Task brief> Substitute "detection model" for every occurrence of "vision model" in the records below, keeping everything else unchanged. Omit the pictures from your output.

Task inputs>
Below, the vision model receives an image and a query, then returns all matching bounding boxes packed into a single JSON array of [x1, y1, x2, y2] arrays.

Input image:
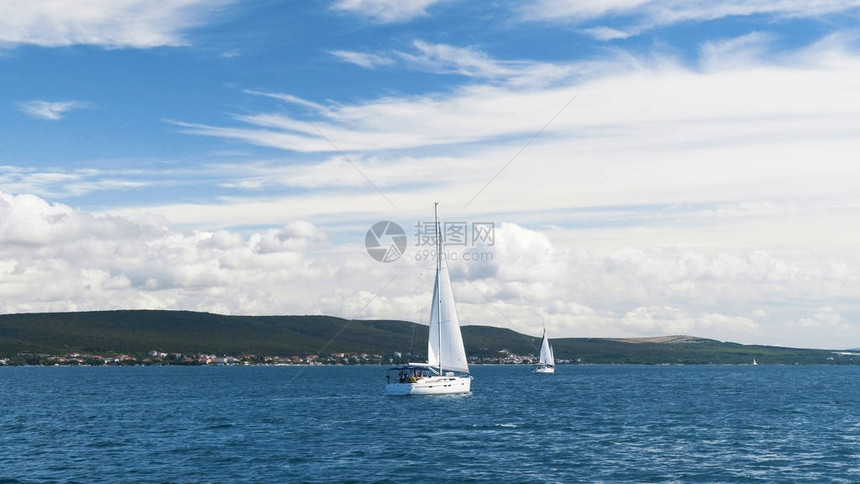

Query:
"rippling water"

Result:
[[0, 366, 860, 483]]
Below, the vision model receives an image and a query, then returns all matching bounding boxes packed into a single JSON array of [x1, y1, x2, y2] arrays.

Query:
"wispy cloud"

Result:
[[18, 100, 90, 121], [329, 50, 395, 69], [332, 0, 450, 23], [0, 0, 232, 48], [519, 0, 860, 40]]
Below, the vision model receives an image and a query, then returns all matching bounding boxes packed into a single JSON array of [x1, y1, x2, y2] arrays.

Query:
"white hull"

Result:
[[385, 376, 472, 395]]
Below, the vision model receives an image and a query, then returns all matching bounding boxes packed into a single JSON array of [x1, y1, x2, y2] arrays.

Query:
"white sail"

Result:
[[385, 204, 472, 395], [427, 244, 469, 372], [540, 328, 555, 366]]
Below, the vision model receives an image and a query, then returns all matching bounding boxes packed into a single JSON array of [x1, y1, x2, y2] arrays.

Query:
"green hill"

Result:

Solved problem>
Below, the detection model receives an image and a query, then returns all matching bounding boxes packed into a single JSON array of [x1, y1, x2, y2] arrays.

Input image:

Query:
"rippling water"

Result:
[[0, 366, 860, 483]]
Below, the detection model receives an image and a query, then returns all matching bounding boxes packed into a single JSON array of [x1, y1, x2, y2] arrays.

Query:
"wispy cloud"

Result:
[[18, 100, 90, 121], [329, 50, 395, 69], [332, 0, 450, 23], [0, 0, 232, 48], [519, 0, 860, 40]]
Below, the detection model receives an image and a query, then returns all matching bounding boxes packed into a single JSON array of [x1, y1, x2, y2] arrays.

Query:
"white hull"

Result:
[[385, 376, 472, 395]]
Below, the detection model receives an image and a query, then returns all matching bounding boxes packed into a single JSON array of [x1, y1, x2, y2] arrays.

Query:
"white sail"

Result:
[[385, 204, 472, 395], [427, 244, 469, 372], [540, 328, 555, 366]]
Below, the detection model receives an image and a query, then returns all matching bounding boxes packed into a single JSON array of [x1, y1, x2, y2] arrays.

Query:
"green hill"

Result:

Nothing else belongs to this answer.